- [CONSIGNE 1]
D'après l'extrait du document, à quelle date c. ZU. a-t-elle été élue Déléguée du personnel ?

- [EXTRAIT DU DOCUMENT]
####
Considérant les faits suivants :
c. ZU. été employée par la B MONACO devenue la société anonyme monégasque A à compter du 1er août 1998, suivant contrat à durée déterminée, puis suivant contrat à durée indéterminée, et a exercé en dernier lieu les fonctions de «Responsable Front support» correspondant au grade de Chef de bureaux, classe V, coefficient 562 moyennant une rémunération brute mensuelle de 2.937,12 euros, outre prime bancaire, 5% monégasques.
Elle a été élue le 14 octobre 2010 en qualité de Déléguée du personnel, collège «cadres-titulaires» et son mandat de représentation n'a pas été reconduit aux élections du 17 novembre 2011.
Au mois de mars 2011, une réorganisation de l'entreprise a été engagée sur la base d'un projet « FORCE » visant à renforcer les procédures de contrôle internes à la banque.
Le service « Front support » dont c. ZU. était responsable est devenu « Pôle Surveillance Permanente ». Cette réorganisation impliquait une définition des tâches relevant du nouveau poste de responsable du « Pôle Surveillance Permanente » que l'employeur envisageait de confier à la salariée.
Après plusieurs échanges entre les parties, par courrier RAR du 9 janvier 2012, la SGPB lui notifiait une proposition de modification de son contrat de travail libellée comme suit :
« Nous faisons suite à vos divers échanges du dernier trimestre 2011 avec a. RO., Directeur Commercial de la Gestion Privée, aux termes desquels vous vous plaigniez notamment d'un manque d'information de la Direction sur l'évolution de votre poste et lui indiquiez que cette évolution ne vous convenait pas.
Nous vous rappelons à ce sujet que le projet FORCE, mis en place au niveau du Groupe, nous contraint depuis le mois de mars 2011 à opérer une réorganisation interne de notre Société.
Dans le cadre de cette réorganisation, laquelle s'avère tout aussi nécessaire à la compliance de nos activités avec celles du Groupe qu'au renforcement de la sécurité de nos procédures internes, nous avons rebaptisé le service Front Support dont vous étiez responsable en Pôle Surveillance Permanente de la Gestion Privée.
Ce Pôle, dont vous demeurez la responsable, relèvera désormais du périmètre de responsabilité du Middle Office Opérations, sous l'autorité hiérarchique de Pablo GU., Responsable des Opérations du Middle Office Gestion Privée ; et sous l'autorité fonctionnelle de Maryline BO., elle-même rattachée au Directeur Général de l'entité.
####
- [CONSIGNE 2]
Relevez toutes les lignes du listing ci-dessous qui contiennent le mot « with ».

- [LISTING]
####
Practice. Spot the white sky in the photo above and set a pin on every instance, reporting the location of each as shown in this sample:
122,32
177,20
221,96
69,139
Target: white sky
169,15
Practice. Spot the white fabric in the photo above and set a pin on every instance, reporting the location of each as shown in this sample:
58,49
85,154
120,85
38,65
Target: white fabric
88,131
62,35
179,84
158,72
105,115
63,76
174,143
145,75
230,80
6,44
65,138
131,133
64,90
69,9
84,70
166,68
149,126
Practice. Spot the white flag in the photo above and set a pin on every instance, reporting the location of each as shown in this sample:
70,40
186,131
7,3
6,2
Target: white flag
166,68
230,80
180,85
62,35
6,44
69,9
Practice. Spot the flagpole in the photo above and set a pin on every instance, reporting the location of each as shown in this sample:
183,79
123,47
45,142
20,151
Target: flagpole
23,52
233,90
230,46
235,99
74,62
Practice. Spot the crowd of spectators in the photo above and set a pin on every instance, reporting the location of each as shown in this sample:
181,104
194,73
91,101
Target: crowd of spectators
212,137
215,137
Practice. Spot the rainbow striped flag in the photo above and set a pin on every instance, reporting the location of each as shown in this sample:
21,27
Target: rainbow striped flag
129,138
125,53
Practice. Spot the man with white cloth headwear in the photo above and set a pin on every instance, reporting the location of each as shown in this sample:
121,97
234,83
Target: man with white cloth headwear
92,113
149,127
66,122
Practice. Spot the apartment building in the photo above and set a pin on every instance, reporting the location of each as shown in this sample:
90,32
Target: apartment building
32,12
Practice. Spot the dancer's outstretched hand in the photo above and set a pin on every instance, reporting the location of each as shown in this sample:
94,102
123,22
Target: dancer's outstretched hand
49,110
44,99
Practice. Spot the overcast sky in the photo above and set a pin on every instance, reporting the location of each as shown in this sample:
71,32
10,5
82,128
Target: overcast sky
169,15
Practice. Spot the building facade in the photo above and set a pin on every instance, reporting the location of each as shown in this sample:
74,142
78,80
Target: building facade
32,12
####
- [RÉPONSE ATTENDUE 1]
Le 14 octobre 2010.

- [RÉPONSE ATTENDUE 2]
Practice. Spot the man with white cloth headwear in the photo above and set a pin on every instance, reporting the location of each as shown in this sample:
Target: man with white cloth headwear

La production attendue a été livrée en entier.